■ **Texto apresentado**
Na introdução do presente texto, antes de me deter no seu ponto fundamental, recorro aos postulados dos estudos sobre a produção de informação presentes em obras (WOLF, 2006) que tratam da Sociologia dos Emissores (newsmaking), para lembrar que eles correlacionam o conteúdo do jornalismo com o trabalho de seleção de notícias e colocam em evidência um tipo de “deformação” nos conteúdos informativos não imputável a violações da autonomia profissional, mas sim, ao modo como é organizada, institucionalizada e desempenhada na profissão de jornalista.
A partir desse pressuposto, que indica os critérios fundamentais que guiam a seleção dos eventos e sua apresentação, passo a tecer uma análise a respeito do lamentável episódio, recente, em que a direção da TV Universitária do Rio Grande do Norte (TVU) foi, injustamente, acusada de censura numa matéria que abordava interesse dos educadores do estado, tema recorrente na pauta do telejornalismo da emissora (ver, neste Observatório, “Matéria sobre educação é censurada”).
Certamente, o desconhecimento das rotinas jornalísticas pelo público pode, à primeira vista, fazê-lo aderir à orquestrada proposição “censura na TVU”. Mas não saberia dizer, embora suspeite, o que impede os mais afeitos às teorias da comunicação e aqueles que vivenciam a prática jornalística cotidianamente a adotarem uma adesão semelhante. E se isso também sugere reflexões no campo da ética, área que me é tão quista, opto por não fazê-lo e circunscrevo-me tão somente ao campo da comunicação.
Matéria incompleta
A esses cabe lembrar que a edição da matéria sofrera apenas os efeitos do funcionamento daquilo que WOLF (2003) menciona como “distorção inconsciente”, um procedimento ligado às práticas profissionais, às rotinas de produção normais, aos valores compartilhados e interiorizados sobre as modalidades de desempenhar o ofício de informar.
WOLF (2003) destaca que a “distorção inconsciente” (unwitting bias), enquanto um elemento que entra em jogo na dinâmica da produção diária de notícias, pode prejudicar alguns aspectos de uma matéria, em favor de outros. De fato, houve esse prejuízo, pois, no caso da matéria, os telespectadores da TVU deixaram de ter a acesso à opinião “do outro lado”, o da secretária de Educação do Estado do Rio Grande do Norte, que não atendeu à reportagem da emissora, forçando a que fosse ao ar, na matéria motivadora da polêmica, apenas a versão da entidade classista laboral.
Sem “ouvir o outro lado”, como aconselham os cânones do jornalismo, e para não incorrer numa suspeição ainda maior de “censura”, a qual seria se tivesse excluído a matéria incompleta, autorizei, enquanto diretor da TVU, a veiculação da matéria incompleta. Como todas as outras daquela edição (e das demais edições diárias) do telejornal da emissora, a matéria passou por uma etapa de edição comum a todo material bruto capturado “na rua”.

■ **Tarefa proposta a**
Por favor, reproduza todas as linhas dos registros, incluindo os pedidos, e escale por 2,2 cada número das respostas (as coordenadas), arredondando para inteiros com as metades para cima. Não inclua as imagens na resposta.

■ **Dados da tarefa**
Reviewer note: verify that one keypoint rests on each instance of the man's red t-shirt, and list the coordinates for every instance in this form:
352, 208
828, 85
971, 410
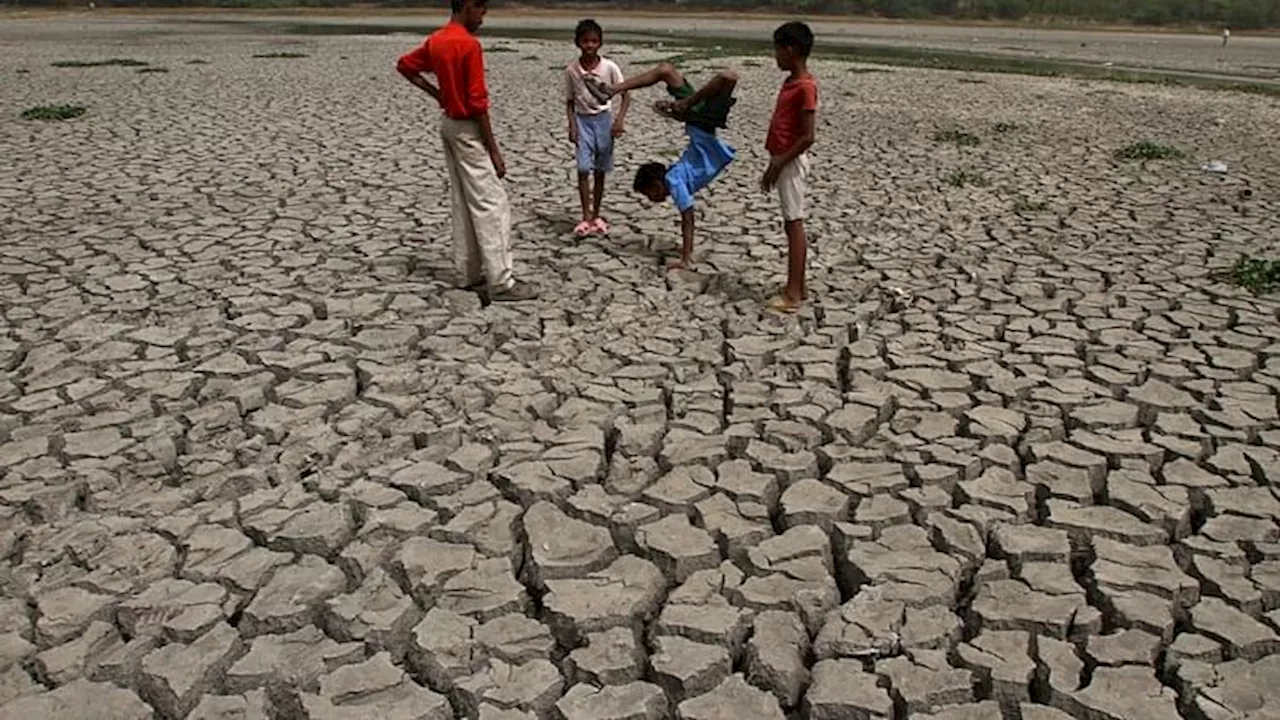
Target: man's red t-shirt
456, 59
796, 98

■ **Tarefa proposta b**
Responda com base no texto sobre a TVU:
(i) Quem não atendeu à reportagem da emissora?
(ii) Qual termo em inglês o texto associa à "distorção inconsciente"?
(iii) Em que função foi autorizada a veiculação da matéria incompleta?

■ **Resposta completa a**
Reviewer note: verify that one keypoint rests on each instance of the man's red t-shirt, and list the coordinates for every instance in this form:
352, 208
828, 85
971, 410
Target: man's red t-shirt
1003, 130
1751, 216

■ **Resposta completa b**
(i) A secretária de Educação do Estado do Rio Grande do Norte.
(ii) Unwitting bias.
(iii) Como diretor da TVU.